— Start —

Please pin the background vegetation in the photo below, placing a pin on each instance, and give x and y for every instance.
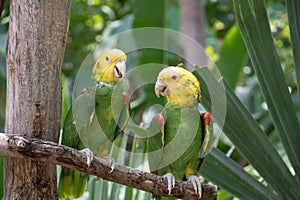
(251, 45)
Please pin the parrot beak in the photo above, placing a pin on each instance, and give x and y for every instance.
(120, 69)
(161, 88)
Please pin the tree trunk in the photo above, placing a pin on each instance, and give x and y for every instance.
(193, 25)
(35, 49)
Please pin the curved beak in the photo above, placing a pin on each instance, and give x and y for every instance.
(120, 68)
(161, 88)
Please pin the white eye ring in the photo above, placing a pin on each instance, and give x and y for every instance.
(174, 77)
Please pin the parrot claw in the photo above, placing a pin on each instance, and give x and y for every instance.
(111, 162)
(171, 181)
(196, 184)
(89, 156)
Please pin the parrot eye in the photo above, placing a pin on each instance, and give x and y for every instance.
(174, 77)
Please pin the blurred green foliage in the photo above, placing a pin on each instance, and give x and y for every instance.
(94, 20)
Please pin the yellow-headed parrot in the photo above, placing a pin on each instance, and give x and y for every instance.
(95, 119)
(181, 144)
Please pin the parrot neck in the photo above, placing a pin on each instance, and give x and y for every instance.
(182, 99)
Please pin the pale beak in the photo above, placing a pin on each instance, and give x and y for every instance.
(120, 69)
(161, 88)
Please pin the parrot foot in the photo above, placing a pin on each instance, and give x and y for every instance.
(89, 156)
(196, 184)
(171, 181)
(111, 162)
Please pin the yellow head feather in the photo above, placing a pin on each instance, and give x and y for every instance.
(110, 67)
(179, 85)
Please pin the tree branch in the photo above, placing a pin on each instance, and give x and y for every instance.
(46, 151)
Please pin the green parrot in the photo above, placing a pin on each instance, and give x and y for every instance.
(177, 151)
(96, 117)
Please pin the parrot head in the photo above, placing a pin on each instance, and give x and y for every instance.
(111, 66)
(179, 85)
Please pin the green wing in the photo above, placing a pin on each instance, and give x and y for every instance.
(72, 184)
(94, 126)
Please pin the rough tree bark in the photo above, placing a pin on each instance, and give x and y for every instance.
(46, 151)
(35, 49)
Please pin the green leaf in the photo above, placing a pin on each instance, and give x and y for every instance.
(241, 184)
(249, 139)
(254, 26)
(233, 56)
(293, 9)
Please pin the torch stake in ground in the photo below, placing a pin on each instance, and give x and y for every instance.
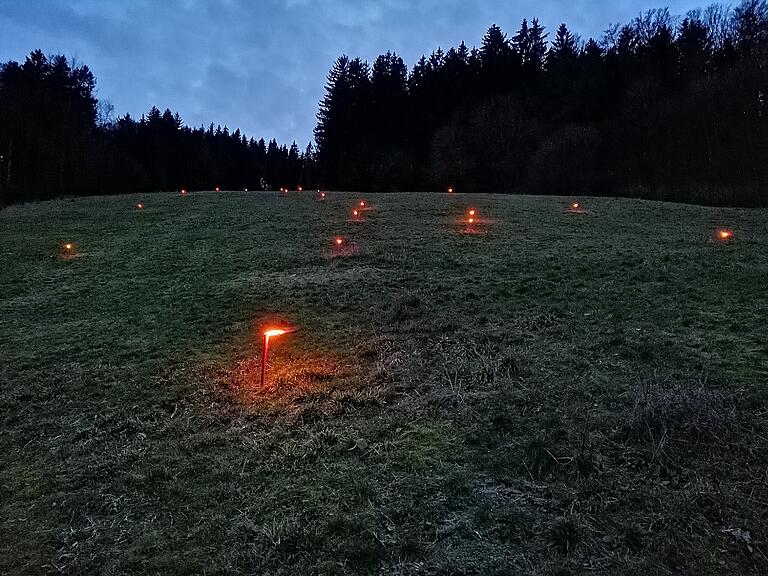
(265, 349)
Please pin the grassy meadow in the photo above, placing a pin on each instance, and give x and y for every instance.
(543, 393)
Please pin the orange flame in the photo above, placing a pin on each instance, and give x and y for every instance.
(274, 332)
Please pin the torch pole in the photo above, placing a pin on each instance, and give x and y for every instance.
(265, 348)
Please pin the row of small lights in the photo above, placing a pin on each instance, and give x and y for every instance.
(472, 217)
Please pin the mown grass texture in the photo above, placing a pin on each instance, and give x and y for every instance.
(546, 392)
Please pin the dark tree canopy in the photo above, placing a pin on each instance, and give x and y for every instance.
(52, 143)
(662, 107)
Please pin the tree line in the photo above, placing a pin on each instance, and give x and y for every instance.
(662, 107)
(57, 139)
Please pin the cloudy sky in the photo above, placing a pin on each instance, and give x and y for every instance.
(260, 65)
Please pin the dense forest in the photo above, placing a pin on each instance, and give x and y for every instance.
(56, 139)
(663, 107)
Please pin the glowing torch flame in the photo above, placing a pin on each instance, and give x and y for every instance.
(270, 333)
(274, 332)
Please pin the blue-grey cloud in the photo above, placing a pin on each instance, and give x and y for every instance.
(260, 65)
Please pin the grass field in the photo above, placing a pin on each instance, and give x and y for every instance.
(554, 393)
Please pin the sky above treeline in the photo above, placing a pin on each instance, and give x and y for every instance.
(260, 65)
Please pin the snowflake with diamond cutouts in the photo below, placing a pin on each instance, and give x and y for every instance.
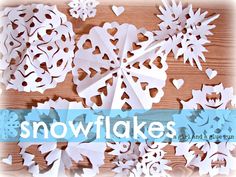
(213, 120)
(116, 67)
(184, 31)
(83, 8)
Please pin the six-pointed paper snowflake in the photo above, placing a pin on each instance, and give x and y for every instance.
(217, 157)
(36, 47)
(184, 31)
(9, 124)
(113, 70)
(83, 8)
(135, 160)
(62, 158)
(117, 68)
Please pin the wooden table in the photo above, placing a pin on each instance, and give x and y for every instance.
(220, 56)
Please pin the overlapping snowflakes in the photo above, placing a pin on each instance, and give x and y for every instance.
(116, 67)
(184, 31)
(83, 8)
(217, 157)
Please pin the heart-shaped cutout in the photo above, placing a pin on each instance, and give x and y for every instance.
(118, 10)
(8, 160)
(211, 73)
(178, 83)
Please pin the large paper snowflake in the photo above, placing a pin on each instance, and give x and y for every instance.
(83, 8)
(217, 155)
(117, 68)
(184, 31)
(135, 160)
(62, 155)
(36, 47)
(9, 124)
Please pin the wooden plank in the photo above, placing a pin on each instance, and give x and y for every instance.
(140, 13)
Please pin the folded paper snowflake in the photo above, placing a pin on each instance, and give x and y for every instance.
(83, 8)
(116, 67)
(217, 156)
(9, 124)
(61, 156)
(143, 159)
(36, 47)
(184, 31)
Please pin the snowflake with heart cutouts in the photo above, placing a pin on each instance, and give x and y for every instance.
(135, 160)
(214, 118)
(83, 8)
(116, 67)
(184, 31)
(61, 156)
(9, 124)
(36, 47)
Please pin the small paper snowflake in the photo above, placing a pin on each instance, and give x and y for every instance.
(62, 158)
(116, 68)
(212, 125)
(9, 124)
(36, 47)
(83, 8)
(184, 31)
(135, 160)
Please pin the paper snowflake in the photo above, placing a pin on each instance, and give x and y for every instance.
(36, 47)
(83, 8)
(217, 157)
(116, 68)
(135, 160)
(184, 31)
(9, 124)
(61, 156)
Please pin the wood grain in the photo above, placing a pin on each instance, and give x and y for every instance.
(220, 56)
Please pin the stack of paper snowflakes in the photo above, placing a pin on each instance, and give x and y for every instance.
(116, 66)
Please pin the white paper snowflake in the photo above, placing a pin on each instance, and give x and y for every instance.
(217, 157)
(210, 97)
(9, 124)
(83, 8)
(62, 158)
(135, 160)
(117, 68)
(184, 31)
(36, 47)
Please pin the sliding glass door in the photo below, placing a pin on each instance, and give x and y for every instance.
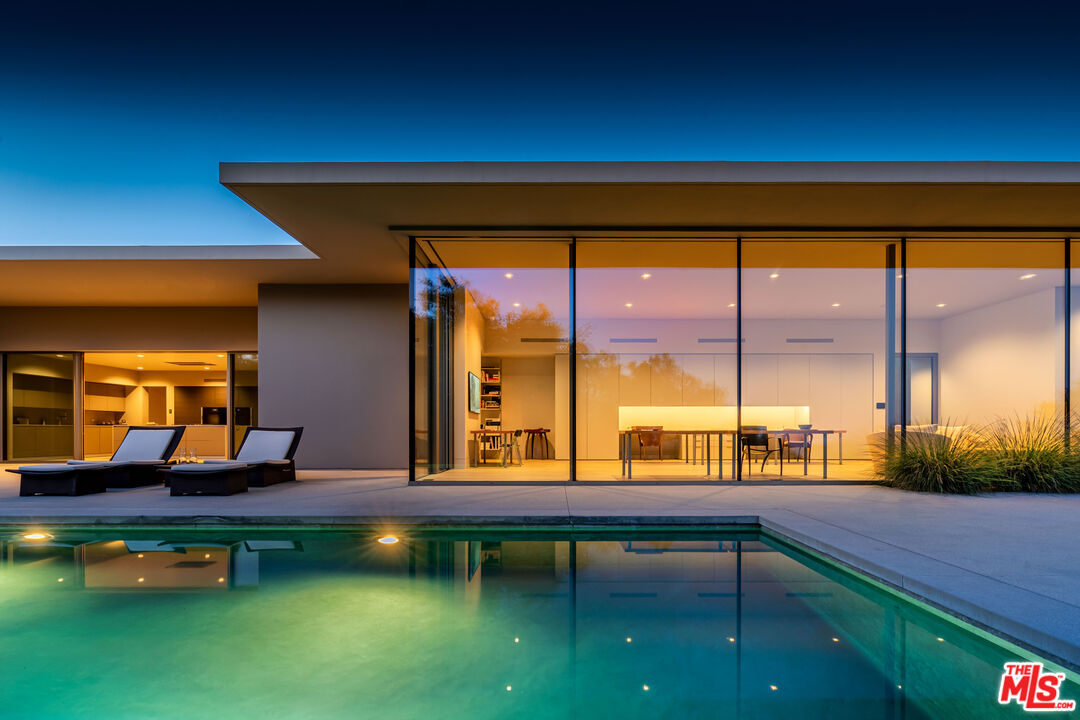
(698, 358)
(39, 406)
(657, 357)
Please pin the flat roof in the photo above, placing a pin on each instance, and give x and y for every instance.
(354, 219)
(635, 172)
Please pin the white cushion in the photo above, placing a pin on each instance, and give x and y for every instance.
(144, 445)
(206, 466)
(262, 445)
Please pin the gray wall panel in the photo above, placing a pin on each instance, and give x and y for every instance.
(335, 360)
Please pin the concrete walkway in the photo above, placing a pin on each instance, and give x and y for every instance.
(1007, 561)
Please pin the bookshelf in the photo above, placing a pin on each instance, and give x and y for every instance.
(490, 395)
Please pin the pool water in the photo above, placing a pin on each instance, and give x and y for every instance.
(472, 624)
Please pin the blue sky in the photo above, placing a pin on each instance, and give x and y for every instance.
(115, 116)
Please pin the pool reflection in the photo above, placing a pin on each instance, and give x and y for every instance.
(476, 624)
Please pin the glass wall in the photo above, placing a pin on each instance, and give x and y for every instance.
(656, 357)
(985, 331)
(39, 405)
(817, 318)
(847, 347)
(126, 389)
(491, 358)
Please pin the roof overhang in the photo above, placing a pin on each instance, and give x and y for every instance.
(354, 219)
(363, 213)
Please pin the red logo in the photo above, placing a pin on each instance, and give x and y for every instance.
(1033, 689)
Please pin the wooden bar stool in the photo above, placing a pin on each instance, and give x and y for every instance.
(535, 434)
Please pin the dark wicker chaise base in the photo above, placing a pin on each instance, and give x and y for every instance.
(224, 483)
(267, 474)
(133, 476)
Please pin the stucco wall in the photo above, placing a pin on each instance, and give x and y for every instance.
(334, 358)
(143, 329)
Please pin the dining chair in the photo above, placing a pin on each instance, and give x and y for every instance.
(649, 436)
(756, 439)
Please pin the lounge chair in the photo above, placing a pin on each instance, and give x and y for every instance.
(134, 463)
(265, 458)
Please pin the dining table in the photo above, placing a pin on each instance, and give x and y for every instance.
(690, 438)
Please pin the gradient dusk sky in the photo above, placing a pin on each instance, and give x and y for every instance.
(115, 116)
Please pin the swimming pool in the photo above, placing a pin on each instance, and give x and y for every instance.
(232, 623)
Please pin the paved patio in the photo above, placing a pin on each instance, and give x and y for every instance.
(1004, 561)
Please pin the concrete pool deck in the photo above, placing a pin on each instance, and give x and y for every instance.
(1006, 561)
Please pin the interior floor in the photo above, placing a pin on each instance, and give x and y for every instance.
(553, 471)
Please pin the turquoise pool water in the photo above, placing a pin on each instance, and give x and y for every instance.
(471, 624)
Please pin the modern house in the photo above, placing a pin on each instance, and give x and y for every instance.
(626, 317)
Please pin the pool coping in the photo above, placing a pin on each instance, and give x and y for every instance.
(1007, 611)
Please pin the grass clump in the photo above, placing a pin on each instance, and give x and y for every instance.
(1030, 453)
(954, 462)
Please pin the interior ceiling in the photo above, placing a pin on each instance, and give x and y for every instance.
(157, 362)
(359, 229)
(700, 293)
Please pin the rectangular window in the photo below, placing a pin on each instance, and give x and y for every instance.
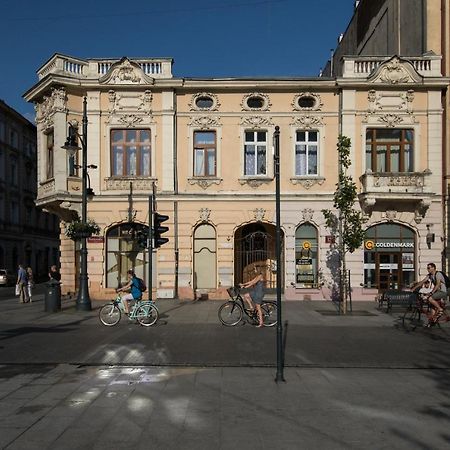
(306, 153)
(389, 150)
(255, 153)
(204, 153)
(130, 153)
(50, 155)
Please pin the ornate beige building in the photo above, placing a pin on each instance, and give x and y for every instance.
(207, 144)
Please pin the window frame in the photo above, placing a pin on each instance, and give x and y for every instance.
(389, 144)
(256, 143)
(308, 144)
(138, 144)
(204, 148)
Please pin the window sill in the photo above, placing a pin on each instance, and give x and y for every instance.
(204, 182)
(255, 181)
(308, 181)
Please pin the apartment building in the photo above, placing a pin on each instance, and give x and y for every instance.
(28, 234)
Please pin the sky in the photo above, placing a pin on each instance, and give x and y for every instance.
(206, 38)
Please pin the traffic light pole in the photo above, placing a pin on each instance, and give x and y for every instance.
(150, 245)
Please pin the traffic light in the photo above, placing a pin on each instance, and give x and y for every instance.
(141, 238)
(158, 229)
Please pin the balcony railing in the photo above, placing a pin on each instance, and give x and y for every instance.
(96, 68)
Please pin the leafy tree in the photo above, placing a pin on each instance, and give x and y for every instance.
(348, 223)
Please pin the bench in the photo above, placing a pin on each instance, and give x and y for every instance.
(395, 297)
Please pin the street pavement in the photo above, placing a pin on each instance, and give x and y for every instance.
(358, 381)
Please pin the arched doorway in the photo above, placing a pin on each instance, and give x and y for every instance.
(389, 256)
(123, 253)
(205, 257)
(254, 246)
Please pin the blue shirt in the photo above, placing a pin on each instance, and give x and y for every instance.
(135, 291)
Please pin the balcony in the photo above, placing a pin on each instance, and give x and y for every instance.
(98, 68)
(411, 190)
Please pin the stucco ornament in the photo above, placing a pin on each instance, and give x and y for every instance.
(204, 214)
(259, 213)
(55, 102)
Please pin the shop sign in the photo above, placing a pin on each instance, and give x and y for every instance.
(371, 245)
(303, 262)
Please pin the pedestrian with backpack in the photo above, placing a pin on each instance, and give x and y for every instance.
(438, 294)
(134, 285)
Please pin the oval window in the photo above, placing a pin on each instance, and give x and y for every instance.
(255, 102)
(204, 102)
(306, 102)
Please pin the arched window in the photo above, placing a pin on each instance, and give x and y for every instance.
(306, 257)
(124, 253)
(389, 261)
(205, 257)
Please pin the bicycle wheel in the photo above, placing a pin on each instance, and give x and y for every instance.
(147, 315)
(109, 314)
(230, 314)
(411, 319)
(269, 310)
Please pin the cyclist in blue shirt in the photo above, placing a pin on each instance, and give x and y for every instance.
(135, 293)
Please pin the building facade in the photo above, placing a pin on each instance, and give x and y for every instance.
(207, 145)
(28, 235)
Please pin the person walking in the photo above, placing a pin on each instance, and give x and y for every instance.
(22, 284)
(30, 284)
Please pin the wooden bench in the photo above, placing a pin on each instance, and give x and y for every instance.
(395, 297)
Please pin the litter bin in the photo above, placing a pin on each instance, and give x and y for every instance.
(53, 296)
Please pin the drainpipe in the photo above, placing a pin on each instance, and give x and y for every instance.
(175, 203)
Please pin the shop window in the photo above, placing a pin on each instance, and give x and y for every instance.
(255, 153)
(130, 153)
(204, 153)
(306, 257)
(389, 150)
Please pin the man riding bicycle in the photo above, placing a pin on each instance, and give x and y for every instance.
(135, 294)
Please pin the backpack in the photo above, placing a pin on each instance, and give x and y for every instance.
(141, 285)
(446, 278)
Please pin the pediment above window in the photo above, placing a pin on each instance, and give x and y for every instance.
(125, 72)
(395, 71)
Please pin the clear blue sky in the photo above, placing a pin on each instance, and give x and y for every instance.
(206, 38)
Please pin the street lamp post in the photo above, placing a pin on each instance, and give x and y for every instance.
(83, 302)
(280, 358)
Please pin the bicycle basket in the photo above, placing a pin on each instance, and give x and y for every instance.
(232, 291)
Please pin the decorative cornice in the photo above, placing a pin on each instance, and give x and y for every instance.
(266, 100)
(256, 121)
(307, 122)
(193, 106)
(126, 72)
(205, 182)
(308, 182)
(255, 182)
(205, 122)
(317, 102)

— End —

§ BRIEF
Express every item from the line containing "Please pin the lounge" down to the line containing "(1004, 561)", both included, as a two-column CSV with the header columns instruction and points. Give one row per item, holding its text and its answer, each in a single quoted field with line breaks replaced by spaces.

§ COMPLETED EXERCISE
instruction,points
"Please pin the lounge chair in the photo above, placing a pin on each instance, and give x and y for every instance.","(134, 463) (265, 458)"
"Please pin the dining table in the photo above, placing a pin on each instance, and give x and y for every instance.","(690, 438)"
"Please pin the gradient dusk sky in the photo above, placing a pin on each instance, and give x and y for every instance.","(115, 116)"
"Please pin the swimming pool in the photo above, placing a pin on each instance, and give x and y for every instance.","(232, 623)"
"Please pin the paved patio in the photo above, placing a pin on each instance, and give x and y for every instance.","(1004, 561)"